Excerpted text:
Dear Roger, this is probably not the right place to ask this kind of question, but since I have noticed the space I created opening the issue is still open, I will try, hoping not to bother you. Perhaps this might help users of the spdep package to use some of its functions with greater awareness. I am trying to find a satisfactory answer to the following question, but so far, I have yet to succeed: what is the range of local moran values? is there any minimum or maximum value (as for the global moran index, -1 and 1)? From what I found having a deep look at the literature, scholars refer to its range just saying that it can assume positive or negative values, but nothing is told about the minimum and maximum values it can assume to help its interpretation. In addition, from what I understood, the choice of weights should further affect the values it can return and its range. Any insights about this question or some references where to find the answer would be very appreciated, thanks in advance.

rsbivand commented 1 year ago

The range of global Moran's I is also unknown, and is not (-1, 1) in general. Please refer to ?localmoran.sad and ?localmoran.exact for references to articles:

Tiefelsdorf, M. 2002 The Saddlepoint approximation of Moran's I and local Moran's Ii reference distributions and their numerical evaluation. Geographical Analysis, 34, pp. 187-206.

Bivand RS, Müller W, Reder M (2009) Power calculations for global and local Moran’s I. Comput Stat Data Anal 53:2859–2872.

[Location labeling records]

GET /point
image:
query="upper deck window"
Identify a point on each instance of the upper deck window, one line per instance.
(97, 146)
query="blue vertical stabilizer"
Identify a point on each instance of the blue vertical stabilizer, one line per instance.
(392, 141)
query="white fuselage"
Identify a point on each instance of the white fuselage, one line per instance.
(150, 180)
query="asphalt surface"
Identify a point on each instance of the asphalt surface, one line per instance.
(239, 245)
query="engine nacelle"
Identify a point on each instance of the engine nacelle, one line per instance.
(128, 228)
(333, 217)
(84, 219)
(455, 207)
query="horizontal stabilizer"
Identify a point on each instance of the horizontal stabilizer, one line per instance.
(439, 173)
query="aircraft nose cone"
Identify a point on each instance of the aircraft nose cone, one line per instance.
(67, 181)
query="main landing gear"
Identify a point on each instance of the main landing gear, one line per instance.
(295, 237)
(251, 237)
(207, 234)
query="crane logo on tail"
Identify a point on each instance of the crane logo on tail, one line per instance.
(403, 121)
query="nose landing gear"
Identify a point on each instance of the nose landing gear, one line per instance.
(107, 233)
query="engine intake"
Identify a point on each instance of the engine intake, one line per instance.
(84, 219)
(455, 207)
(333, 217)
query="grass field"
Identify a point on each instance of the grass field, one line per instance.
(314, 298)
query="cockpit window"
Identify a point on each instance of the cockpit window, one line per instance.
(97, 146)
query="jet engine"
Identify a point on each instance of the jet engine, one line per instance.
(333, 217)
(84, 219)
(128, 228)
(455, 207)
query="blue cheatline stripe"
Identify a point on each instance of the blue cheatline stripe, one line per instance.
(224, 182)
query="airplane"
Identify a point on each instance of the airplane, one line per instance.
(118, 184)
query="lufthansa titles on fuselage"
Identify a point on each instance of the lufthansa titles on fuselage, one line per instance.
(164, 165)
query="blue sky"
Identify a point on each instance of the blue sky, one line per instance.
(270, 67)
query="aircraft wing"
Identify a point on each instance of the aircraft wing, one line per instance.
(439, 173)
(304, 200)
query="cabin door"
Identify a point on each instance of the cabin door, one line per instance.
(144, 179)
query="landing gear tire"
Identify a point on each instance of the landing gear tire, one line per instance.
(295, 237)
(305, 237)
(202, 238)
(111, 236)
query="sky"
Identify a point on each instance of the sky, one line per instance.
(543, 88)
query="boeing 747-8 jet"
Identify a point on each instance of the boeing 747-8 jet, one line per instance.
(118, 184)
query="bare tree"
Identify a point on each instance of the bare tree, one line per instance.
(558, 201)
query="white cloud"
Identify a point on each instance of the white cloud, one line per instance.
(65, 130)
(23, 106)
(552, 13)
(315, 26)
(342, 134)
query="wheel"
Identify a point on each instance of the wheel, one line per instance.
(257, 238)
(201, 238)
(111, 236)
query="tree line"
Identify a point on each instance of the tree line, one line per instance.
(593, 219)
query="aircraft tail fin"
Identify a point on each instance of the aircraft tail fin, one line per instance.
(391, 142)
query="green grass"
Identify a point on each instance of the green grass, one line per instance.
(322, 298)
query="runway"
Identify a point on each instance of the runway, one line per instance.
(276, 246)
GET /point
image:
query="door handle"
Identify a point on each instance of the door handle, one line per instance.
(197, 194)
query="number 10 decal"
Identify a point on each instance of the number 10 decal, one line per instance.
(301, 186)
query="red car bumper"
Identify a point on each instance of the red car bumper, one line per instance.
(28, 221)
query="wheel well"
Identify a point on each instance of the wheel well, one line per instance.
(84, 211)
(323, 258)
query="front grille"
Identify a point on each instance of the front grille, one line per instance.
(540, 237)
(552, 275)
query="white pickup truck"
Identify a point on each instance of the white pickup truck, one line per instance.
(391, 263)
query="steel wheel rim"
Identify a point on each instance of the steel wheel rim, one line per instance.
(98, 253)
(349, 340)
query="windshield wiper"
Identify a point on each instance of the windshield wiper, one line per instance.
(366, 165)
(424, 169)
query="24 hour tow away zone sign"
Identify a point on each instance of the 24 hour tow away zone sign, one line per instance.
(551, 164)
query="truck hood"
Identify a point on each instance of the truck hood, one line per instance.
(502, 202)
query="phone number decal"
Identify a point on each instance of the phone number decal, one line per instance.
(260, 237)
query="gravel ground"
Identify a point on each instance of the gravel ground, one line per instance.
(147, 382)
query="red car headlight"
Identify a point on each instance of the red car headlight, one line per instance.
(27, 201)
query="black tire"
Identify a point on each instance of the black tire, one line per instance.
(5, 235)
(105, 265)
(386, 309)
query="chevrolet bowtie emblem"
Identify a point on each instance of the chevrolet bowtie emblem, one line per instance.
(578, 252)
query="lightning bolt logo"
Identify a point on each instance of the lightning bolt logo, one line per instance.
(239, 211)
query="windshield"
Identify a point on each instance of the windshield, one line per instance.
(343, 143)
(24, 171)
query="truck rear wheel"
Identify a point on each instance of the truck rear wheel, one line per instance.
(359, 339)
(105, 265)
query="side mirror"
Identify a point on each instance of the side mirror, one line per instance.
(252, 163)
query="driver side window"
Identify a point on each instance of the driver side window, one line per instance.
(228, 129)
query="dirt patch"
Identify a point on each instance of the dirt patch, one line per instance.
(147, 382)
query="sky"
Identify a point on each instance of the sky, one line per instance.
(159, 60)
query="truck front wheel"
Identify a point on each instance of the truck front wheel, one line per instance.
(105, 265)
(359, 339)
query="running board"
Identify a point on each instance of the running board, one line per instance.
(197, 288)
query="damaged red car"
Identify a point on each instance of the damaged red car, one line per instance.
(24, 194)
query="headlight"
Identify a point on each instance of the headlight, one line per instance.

Requests:
1 – In the local Moran thread, what does the reply say about the range of global Moran's I?
2 – Please rewrite the paragraph of the local Moran thread beginning "Dear Roger, this is probably not the right place" as a short bulleted list that keeps its main facts.

Task solutions:
1 – It is also unknown and is not (-1, 1) in general.

2 –
- The writer asks in the still-open issue, though it may not be the right place, hoping the answer helps spdep users apply its functions with greater awareness.
- The question is what range local Moran values have, and whether they have a minimum or maximum like the -1 and 1 the writer gives for the global Moran index.
- The literature says only that the values can be positive or negative, giving no minimum or maximum to help interpretation.
- The writer understands that the choice of weights should also affect the values returned and their range.
- The writer asks for insights or references that could answer the question.